# GIVEN TASK
Start at the line that contains "TARGET = child with dark hair" in the listing below and extract every line through the last, exactly; leave pictures out.

Excerpts of location labeling data
──────────

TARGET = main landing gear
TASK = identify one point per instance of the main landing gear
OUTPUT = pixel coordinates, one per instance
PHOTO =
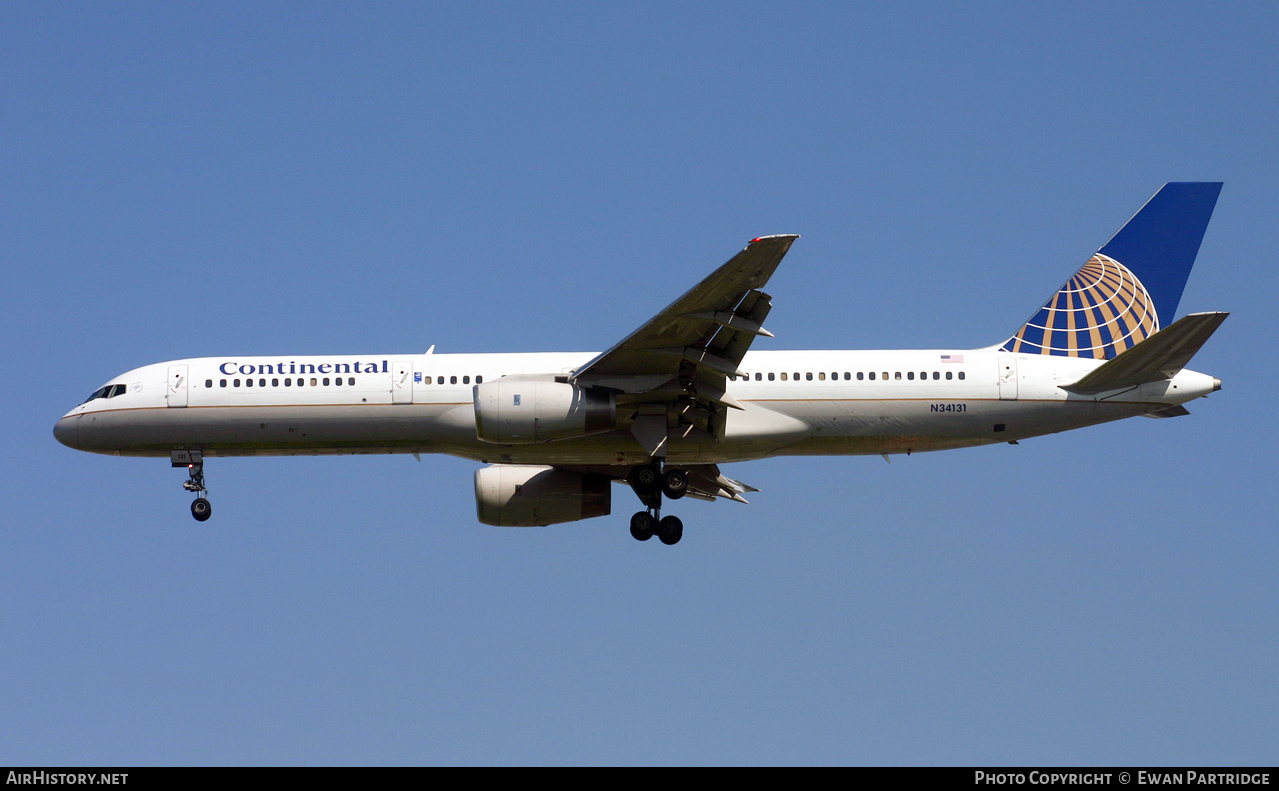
(195, 463)
(650, 483)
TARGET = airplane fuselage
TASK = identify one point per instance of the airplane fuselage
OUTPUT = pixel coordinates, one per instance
(794, 402)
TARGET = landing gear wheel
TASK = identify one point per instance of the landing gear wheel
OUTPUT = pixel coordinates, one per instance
(201, 510)
(641, 526)
(674, 484)
(670, 530)
(645, 479)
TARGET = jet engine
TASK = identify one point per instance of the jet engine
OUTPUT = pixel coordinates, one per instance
(525, 410)
(525, 495)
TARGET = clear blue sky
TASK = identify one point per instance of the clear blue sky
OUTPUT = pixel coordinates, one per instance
(183, 179)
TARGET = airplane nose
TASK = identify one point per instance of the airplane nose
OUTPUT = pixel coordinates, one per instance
(65, 431)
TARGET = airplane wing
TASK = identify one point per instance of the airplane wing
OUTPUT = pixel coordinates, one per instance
(674, 369)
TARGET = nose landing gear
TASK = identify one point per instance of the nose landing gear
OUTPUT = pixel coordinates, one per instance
(195, 463)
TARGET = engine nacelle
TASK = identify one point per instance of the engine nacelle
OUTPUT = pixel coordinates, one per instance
(519, 411)
(523, 495)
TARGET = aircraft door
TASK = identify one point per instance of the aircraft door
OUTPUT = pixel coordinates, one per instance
(1007, 378)
(175, 393)
(402, 383)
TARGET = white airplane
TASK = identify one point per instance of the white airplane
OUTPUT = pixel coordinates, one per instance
(682, 394)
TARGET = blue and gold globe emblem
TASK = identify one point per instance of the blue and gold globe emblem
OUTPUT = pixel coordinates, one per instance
(1101, 311)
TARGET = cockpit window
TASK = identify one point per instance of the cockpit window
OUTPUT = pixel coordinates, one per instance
(110, 391)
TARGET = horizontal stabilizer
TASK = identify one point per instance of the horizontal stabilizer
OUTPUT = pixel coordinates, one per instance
(1159, 357)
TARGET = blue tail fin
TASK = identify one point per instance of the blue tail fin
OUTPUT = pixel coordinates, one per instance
(1131, 287)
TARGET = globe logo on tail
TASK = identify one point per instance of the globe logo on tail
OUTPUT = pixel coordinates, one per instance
(1101, 311)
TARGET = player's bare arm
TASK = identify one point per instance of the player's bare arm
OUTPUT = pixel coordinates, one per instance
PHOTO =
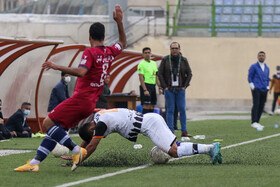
(118, 16)
(79, 72)
(91, 147)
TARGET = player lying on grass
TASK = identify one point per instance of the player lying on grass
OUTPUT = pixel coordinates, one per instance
(129, 123)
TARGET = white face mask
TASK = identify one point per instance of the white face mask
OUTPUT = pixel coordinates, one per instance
(67, 79)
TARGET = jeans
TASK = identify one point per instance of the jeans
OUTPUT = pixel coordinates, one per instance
(275, 97)
(178, 96)
(259, 99)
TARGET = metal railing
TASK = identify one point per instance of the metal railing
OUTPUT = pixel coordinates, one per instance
(213, 26)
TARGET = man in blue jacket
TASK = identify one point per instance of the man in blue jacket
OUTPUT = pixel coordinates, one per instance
(259, 83)
(59, 92)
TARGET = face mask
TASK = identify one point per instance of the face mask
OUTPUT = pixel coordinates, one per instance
(67, 79)
(26, 112)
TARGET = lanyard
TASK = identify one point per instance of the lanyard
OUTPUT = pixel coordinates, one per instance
(178, 64)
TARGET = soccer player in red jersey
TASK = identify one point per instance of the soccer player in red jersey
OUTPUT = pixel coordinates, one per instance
(91, 73)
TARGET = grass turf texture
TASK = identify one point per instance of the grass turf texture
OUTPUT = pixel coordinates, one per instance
(255, 164)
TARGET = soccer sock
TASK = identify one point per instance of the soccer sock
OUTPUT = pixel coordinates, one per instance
(60, 136)
(47, 145)
(145, 111)
(186, 149)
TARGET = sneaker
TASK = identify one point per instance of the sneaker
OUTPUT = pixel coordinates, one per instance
(185, 134)
(260, 126)
(256, 125)
(220, 158)
(215, 153)
(28, 167)
(78, 158)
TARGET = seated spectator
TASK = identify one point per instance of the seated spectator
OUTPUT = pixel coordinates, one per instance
(132, 92)
(59, 92)
(102, 101)
(17, 123)
(4, 133)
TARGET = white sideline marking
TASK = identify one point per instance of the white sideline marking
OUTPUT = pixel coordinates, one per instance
(147, 165)
(104, 176)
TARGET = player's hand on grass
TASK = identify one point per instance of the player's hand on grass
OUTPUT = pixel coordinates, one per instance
(118, 14)
(49, 65)
(66, 157)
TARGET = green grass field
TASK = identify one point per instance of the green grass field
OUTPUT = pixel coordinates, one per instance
(253, 164)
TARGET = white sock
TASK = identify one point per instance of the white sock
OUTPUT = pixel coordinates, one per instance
(186, 149)
(76, 150)
(34, 162)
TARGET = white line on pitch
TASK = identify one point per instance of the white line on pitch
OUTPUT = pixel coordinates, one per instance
(147, 165)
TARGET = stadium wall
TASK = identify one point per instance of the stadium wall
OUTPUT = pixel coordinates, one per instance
(220, 68)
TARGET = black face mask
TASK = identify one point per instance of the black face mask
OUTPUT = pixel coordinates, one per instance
(175, 58)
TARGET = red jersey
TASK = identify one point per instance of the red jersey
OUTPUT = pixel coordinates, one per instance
(97, 60)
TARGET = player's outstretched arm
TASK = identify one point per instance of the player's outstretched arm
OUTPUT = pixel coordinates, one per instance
(91, 147)
(79, 72)
(118, 16)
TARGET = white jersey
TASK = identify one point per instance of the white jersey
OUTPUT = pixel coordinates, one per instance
(129, 123)
(123, 121)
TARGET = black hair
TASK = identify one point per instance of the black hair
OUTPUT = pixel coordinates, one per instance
(84, 132)
(175, 43)
(146, 48)
(24, 104)
(97, 31)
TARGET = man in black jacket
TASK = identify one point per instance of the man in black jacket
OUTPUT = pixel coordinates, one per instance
(175, 75)
(4, 133)
(17, 123)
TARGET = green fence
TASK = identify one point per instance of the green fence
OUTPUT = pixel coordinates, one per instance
(213, 25)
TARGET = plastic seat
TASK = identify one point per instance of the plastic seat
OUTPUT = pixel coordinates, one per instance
(246, 19)
(249, 2)
(255, 19)
(238, 2)
(218, 2)
(218, 10)
(235, 18)
(227, 10)
(237, 10)
(248, 10)
(268, 10)
(276, 19)
(228, 2)
(225, 19)
(269, 2)
(277, 10)
(267, 18)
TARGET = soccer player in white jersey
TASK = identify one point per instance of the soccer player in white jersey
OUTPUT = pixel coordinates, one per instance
(129, 123)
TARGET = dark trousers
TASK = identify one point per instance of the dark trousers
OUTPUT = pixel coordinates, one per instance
(4, 133)
(275, 97)
(259, 99)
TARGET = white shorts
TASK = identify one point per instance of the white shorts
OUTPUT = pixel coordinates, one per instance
(154, 127)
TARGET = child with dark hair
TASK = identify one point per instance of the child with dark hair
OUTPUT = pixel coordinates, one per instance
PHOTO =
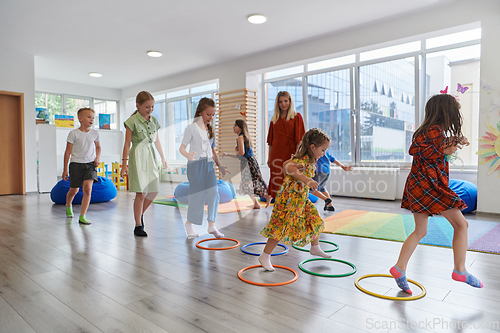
(252, 183)
(427, 190)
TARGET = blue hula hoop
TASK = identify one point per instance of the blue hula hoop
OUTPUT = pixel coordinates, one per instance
(258, 254)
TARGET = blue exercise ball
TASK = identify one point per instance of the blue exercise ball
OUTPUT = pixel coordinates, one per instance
(467, 191)
(102, 190)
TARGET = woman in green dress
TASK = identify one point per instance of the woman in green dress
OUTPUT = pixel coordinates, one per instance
(142, 169)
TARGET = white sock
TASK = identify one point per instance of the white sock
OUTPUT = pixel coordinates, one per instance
(213, 230)
(317, 251)
(265, 261)
(190, 230)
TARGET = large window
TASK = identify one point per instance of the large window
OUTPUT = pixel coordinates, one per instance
(51, 105)
(371, 102)
(329, 108)
(386, 110)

──────────

# ANSWER TO THE EXERCISE
TARGET = child with dark hair
TASK = identify one point per instance of the child with dark hair
OUTPUT = pixel coordinates, one per instance
PHOTO =
(252, 183)
(427, 190)
TARGET = blue hula hoop
TASK = identify one point per instance of the blue hula hoop
OUTPUT = pixel coordinates, one per instance
(258, 254)
TARGET = blue exercise ball
TASK = identify one point per instance of the blue exercise ball
OUTPUT = pixel coordinates, one per instance
(467, 191)
(102, 190)
TARGET = woman in green dress
TASK = identify one point per instance of the woman in green dress
OUTPUT = pixel coordinates, one per instance
(142, 169)
TARGET = white sock
TASK = identify one point per instance of the white sock
OUTPUT = pixel coordinates, one per instance
(213, 230)
(317, 251)
(265, 261)
(190, 230)
TARGET = large window
TASK = identify one point per instance of the large window
OUTPUT = pixel coordinates, one per instance
(51, 105)
(371, 102)
(329, 108)
(386, 110)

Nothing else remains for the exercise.